• [Extract to read]:
****************
# Beginner - Gifted a Avicularia avicularia



## rheafritz (Apr 4, 2018)

So my mom came home with a little pink toed tarantula today for my 3 year old daughter. It's about the size of a half dollar. She loves insects and anything creepy and she's already infatuated with it, so I don't want to tell my mom she has to take it back. I know not to just find a care sheet online and do as it says, as they are usually way wrong. I've owned reptiles and rodents and basically everything but a tarantula. He came with a little 5 gallon tank with a screen lid, a shallow water dish and that's about it. I know I need to go get it some stuff to climb on, as it's a climber but I really want to make sure I do this right. What all do I need for the little thing? And what would make a proper enclosure, if the glass tank isn't okay? I'd love to see some photos of other people's set ups to give me some ideas so I can make sure I give it what it needs! I live in Michigan, so it's pretty cold still and we keep our house cool, so I know it needs a heat source for sure. I've attatched some photos of it's pitiful set up. Mind you, I haven't changed it from what it came with at all.


----------



## Ungoliant (Apr 4, 2018)

rheafritz said:


> He came with a little 5 gallon tank with a screen lid, a shallow water dish and that's about it. I know I need to go get it some stuff to climb on, as it's a climber but I really want to make sure I do this right. What all do I need for the little thing? And what would make a proper enclosure, if the glass tank isn't okay?


Welcome!  Positive experiences with inverts are great for kids.  These are wonderful, fascinating animals that are too often feared or reviled.

These two threads contain helpful information:

Avicularia Husbandry by viper69
Avicularia care by Venom1080

Generally, what you want is a vertical enclosure that has a vertical slab of cork (for climbing/hunting) and lots of leafy clutter in the top half of the cage for the Avic to use as cover and anchor points for webbing.  I'd leave the bottom clutter-free, as it just provides hiding places for feeder insects.

Do not use heat lamps.  They will desiccate your tarantula.  (They don't need light either.  I would not leave a constant light on in the enclosure.  Just turn it on when you want to observe.)

Don't worry about humidity.  (Don't even measure it.)  Keep the substrate dry and provide lots of ventilation.  (Moist, stuffy enclosures are the most common reason Avics die in captivity.)

Try to avoid screen lids, as a tarantula can get her tarsal (foot) claws stuck in the mesh and may amputate a limb and/or fall in the attempt to free herself.
****************
Records for identifying positions:
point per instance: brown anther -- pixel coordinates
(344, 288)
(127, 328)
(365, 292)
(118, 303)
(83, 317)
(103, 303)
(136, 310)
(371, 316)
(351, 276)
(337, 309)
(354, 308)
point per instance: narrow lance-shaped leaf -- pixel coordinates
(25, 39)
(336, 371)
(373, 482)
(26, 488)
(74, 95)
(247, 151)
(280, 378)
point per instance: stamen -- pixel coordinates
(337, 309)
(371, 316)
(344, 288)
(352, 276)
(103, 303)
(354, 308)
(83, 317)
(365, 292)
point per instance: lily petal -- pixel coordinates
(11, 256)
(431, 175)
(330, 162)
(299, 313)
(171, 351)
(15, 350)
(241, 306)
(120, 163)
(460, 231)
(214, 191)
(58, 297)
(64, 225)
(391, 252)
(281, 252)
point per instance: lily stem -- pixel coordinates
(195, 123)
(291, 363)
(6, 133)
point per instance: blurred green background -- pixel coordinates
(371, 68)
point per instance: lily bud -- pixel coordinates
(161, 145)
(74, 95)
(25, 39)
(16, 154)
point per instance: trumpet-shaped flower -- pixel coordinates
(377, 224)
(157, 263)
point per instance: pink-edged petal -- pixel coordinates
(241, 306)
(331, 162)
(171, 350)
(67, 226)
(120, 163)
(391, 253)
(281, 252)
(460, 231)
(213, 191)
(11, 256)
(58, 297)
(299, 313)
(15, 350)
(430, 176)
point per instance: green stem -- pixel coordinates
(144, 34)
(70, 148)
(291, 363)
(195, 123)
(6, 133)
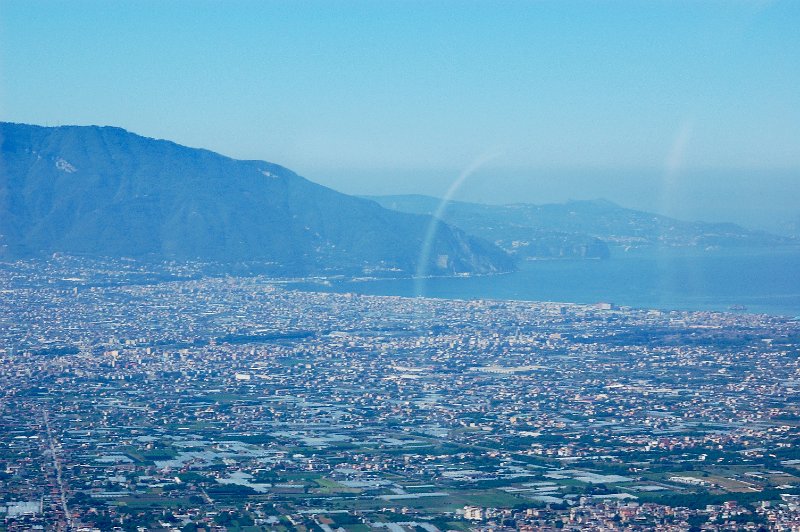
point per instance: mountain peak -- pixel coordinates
(103, 191)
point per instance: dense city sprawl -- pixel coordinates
(131, 400)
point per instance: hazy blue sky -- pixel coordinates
(656, 104)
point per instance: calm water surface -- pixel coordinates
(764, 281)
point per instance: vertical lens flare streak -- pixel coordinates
(427, 244)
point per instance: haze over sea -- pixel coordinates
(764, 281)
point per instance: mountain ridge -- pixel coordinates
(578, 228)
(103, 191)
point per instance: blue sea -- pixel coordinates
(762, 281)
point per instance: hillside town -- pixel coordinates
(136, 398)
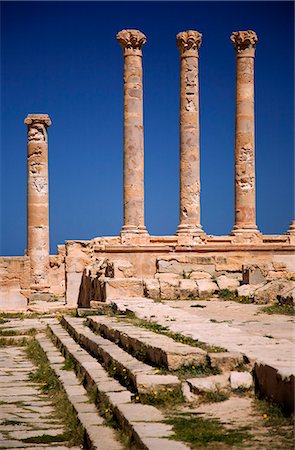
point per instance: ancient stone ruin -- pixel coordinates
(188, 264)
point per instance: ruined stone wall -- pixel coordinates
(15, 279)
(56, 274)
(14, 282)
(104, 269)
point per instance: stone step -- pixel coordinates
(139, 376)
(226, 381)
(224, 361)
(97, 435)
(143, 423)
(163, 352)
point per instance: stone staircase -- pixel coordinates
(120, 365)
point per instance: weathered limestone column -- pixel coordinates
(245, 202)
(132, 42)
(188, 43)
(37, 201)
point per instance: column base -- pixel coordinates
(190, 235)
(291, 229)
(185, 228)
(40, 288)
(40, 297)
(249, 234)
(133, 235)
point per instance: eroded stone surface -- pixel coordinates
(188, 43)
(132, 42)
(245, 208)
(37, 200)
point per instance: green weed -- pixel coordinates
(197, 431)
(50, 385)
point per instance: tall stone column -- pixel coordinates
(188, 43)
(37, 201)
(132, 42)
(245, 202)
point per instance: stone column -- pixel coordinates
(37, 201)
(245, 202)
(188, 43)
(132, 42)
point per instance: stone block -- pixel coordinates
(268, 293)
(167, 276)
(248, 290)
(240, 380)
(279, 265)
(208, 384)
(183, 267)
(252, 274)
(188, 289)
(123, 288)
(225, 361)
(276, 275)
(169, 289)
(198, 275)
(274, 384)
(152, 288)
(206, 288)
(287, 295)
(120, 268)
(225, 282)
(148, 383)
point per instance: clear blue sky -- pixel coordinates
(62, 58)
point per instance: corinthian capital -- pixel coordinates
(131, 41)
(189, 42)
(244, 41)
(37, 127)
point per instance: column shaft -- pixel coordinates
(37, 200)
(245, 197)
(188, 43)
(132, 41)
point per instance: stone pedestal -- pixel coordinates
(245, 202)
(37, 201)
(132, 42)
(188, 43)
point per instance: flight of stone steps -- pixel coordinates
(120, 365)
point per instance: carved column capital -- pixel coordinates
(244, 42)
(131, 41)
(37, 125)
(189, 42)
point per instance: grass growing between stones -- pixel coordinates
(10, 341)
(164, 398)
(178, 337)
(192, 370)
(197, 431)
(9, 332)
(279, 307)
(219, 395)
(50, 386)
(226, 294)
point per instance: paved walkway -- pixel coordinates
(24, 411)
(266, 339)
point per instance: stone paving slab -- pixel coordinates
(113, 356)
(25, 411)
(126, 413)
(98, 435)
(272, 358)
(167, 353)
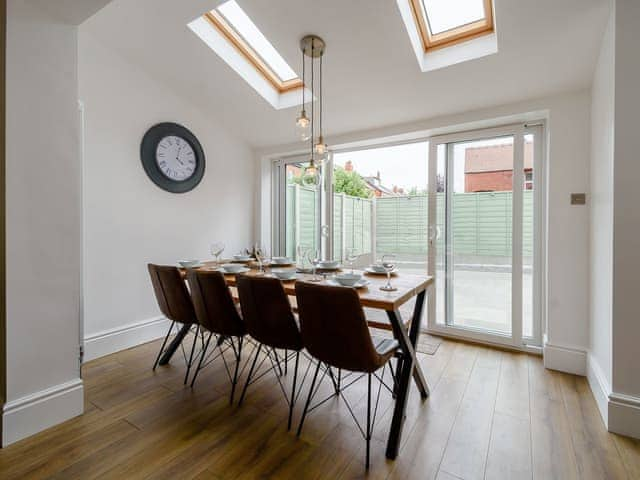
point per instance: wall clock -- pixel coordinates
(172, 157)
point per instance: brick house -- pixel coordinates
(490, 168)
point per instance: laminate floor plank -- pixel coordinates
(595, 450)
(491, 414)
(466, 451)
(553, 457)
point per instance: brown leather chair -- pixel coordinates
(334, 330)
(175, 304)
(269, 320)
(217, 313)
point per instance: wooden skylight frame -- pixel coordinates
(217, 21)
(460, 34)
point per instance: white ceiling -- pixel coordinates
(371, 75)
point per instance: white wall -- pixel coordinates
(601, 219)
(43, 223)
(128, 221)
(568, 126)
(626, 219)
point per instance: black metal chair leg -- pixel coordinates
(368, 419)
(193, 348)
(306, 405)
(235, 373)
(204, 351)
(164, 343)
(286, 361)
(253, 366)
(293, 390)
(275, 354)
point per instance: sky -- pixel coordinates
(401, 165)
(406, 166)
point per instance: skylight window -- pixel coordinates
(248, 31)
(443, 23)
(445, 15)
(230, 32)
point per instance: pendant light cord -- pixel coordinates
(303, 79)
(321, 98)
(312, 99)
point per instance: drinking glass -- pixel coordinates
(216, 250)
(351, 256)
(301, 253)
(313, 256)
(388, 263)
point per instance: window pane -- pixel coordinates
(480, 236)
(443, 15)
(527, 239)
(254, 37)
(301, 210)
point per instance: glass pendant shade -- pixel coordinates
(321, 147)
(311, 174)
(302, 126)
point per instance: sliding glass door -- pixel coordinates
(485, 250)
(464, 208)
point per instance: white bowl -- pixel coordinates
(233, 267)
(329, 264)
(348, 279)
(282, 274)
(189, 263)
(281, 260)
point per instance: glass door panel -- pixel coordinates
(481, 180)
(301, 210)
(380, 204)
(487, 240)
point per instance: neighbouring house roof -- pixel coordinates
(495, 158)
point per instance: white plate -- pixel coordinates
(375, 272)
(328, 269)
(195, 265)
(242, 270)
(359, 284)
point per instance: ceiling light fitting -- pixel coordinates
(312, 48)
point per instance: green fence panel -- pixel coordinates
(481, 223)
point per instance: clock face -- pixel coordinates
(175, 158)
(172, 157)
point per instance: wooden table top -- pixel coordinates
(408, 285)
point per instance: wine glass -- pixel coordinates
(313, 255)
(301, 253)
(260, 254)
(351, 256)
(216, 250)
(388, 263)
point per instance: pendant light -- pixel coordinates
(313, 47)
(302, 122)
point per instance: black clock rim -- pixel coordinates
(148, 157)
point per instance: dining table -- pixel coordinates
(408, 286)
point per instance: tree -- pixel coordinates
(350, 183)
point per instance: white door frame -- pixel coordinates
(517, 131)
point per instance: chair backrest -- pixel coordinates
(172, 293)
(334, 328)
(213, 303)
(267, 312)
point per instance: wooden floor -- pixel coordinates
(491, 414)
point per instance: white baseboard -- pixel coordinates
(624, 415)
(110, 341)
(621, 413)
(565, 359)
(600, 387)
(40, 410)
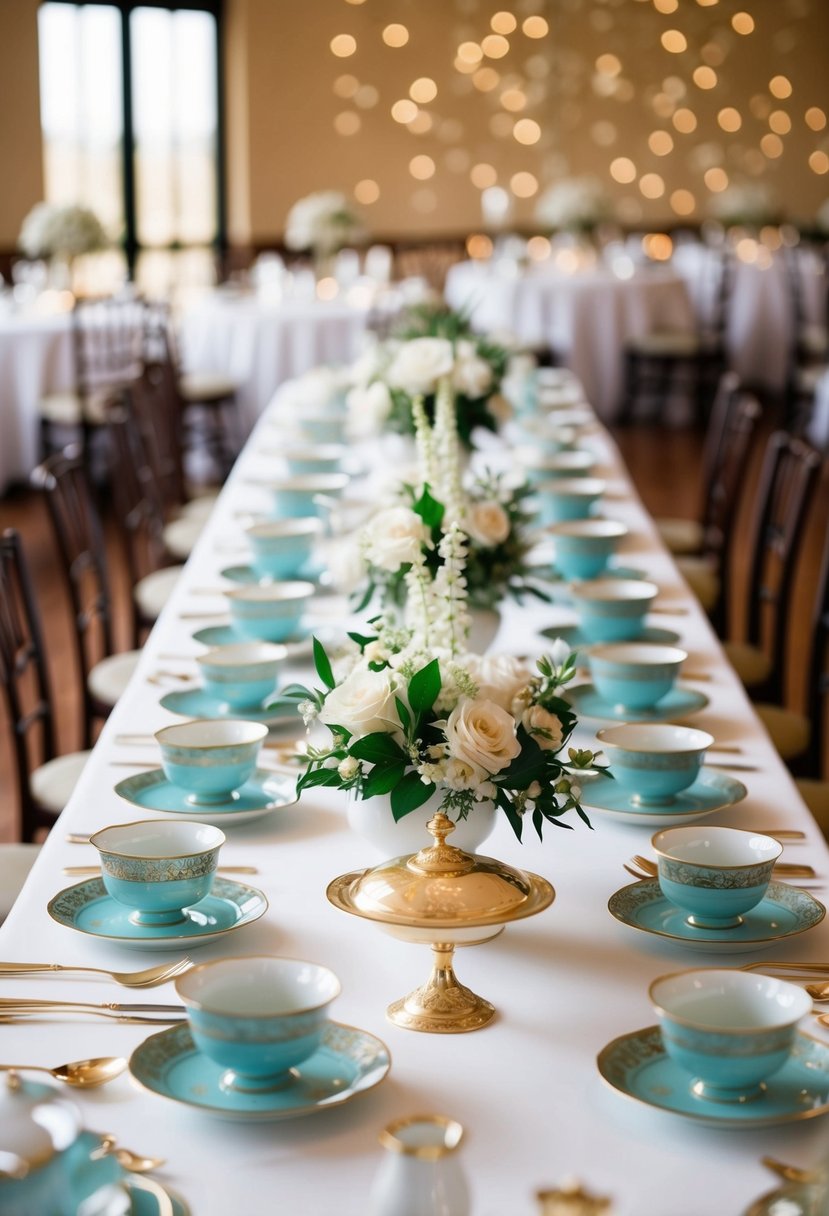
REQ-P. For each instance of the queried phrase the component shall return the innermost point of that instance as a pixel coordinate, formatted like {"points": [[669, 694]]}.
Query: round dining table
{"points": [[565, 983]]}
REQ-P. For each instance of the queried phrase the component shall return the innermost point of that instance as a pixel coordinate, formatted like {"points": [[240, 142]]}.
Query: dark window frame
{"points": [[133, 247]]}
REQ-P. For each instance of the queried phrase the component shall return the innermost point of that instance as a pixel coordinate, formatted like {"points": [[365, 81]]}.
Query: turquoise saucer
{"points": [[636, 1067], [299, 646], [349, 1062], [199, 703], [88, 908], [576, 640], [784, 912], [711, 792], [264, 793], [678, 703]]}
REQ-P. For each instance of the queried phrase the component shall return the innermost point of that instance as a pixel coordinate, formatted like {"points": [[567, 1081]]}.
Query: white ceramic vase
{"points": [[372, 820], [484, 626]]}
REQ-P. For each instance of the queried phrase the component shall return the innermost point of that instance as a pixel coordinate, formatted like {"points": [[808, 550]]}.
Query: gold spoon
{"points": [[82, 1074]]}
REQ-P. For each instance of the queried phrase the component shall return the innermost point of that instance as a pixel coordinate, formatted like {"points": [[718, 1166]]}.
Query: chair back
{"points": [[24, 680], [788, 482], [78, 532]]}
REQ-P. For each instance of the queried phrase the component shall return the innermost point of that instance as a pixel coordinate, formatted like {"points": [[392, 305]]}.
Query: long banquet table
{"points": [[564, 983]]}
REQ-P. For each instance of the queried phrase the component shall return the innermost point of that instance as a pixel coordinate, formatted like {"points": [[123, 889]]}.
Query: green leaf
{"points": [[409, 794], [429, 510], [322, 664], [377, 748], [423, 687], [383, 778]]}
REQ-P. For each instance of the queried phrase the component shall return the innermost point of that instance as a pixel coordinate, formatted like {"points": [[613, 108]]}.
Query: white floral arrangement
{"points": [[55, 231], [576, 204], [323, 223], [744, 204]]}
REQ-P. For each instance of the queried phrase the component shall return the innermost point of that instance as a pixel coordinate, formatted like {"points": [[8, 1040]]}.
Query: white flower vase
{"points": [[484, 628], [372, 820]]}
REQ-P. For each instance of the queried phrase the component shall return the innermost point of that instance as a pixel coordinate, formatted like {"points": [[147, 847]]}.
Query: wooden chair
{"points": [[75, 522], [44, 780], [663, 362], [107, 345], [788, 482], [140, 518]]}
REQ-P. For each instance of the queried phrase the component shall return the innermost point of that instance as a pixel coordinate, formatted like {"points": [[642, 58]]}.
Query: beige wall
{"points": [[291, 144], [21, 164]]}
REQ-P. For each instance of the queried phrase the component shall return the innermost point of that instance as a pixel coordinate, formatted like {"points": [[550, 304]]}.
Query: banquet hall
{"points": [[413, 505]]}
****************
• [Exercise task 1]: In the tarantula thread, turn the paragraph beginning "Generally, what you want" into a short bulleted list that keeps its main facts.
• [Exercise task 2]: Resume the tarantula thread after its last sentence.
These lines have no connection to the tarantula thread.

• [Written response 1]:
- Use a vertical enclosure.
- Include a vertical slab of cork for climbing and hunting.
- Fill the top half with plenty of leafy clutter, which the Avic uses for cover and as anchor points for webbing.
- Keep the bottom clear of clutter, since it only gives feeder insects places to hide.

• [Written response 2]:
Tarantulas are more like fish than hamsters: pets you observe but not handle.  I would particularly not recommend handling this species.  It's not aggressive or likely to bite, but it is skittish and is prone to leaping away when afraid.  In the rainforest, they'd have leaves or branches to break their falls, but in your home, they may fall several feet to a hard floor, which could be fatal.  (It also makes escapes more likely.)




rheafritz said:


> I'd love to see some photos of other people's set ups to give me some ideas so I can make sure I give it what it needs!


My setup is unconventional (in that the cork is not vertical, and it's a tube instead of a slab, but it works pretty well for my tarantula.
  

There are more conventional setups in the threads I linked above.

If you have any other questions after reading those threads and this post, feel free to reply here.

Reactions: Agree 5


----------



## Marvinxox (Apr 4, 2018)

If you find a way to flip the tank on it´s side so that it´s a tall one, you could keep using this tank.
But you might want to include a backwall and some plants to keep some humidity and to give it anchoring points for its webbing.
If your daughter wants to see her pet (which I assume she will), you might want to silicone a piece of a cork-flat vertically on a glass-side with about 2-3 inches to the backround. The T will propably decide to web there and build itself a home, but through the glass you will still be able to see the spider when it decides to hide back there.

If you want to include plants, pothos might be a good choice as it grows in basically any environment and it offers some structure for the tarantula to crawl around in and to use for it´s webbing.

And here are some videos that might help in inspirating your enclosure:

















And this playlist contains some good basic informations about tarantulas:
https://www.youtube.com/playlist?list=PL-n-MpsP9M1J-et1KU2wCISVjVAV6pQ7C
(Also the channel is quite recommendable, if you both are interested into inverts.)

I wish your daughter, you and your new pet the best!

Reactions: Like 1


----------



## Ungoliant (Apr 4, 2018)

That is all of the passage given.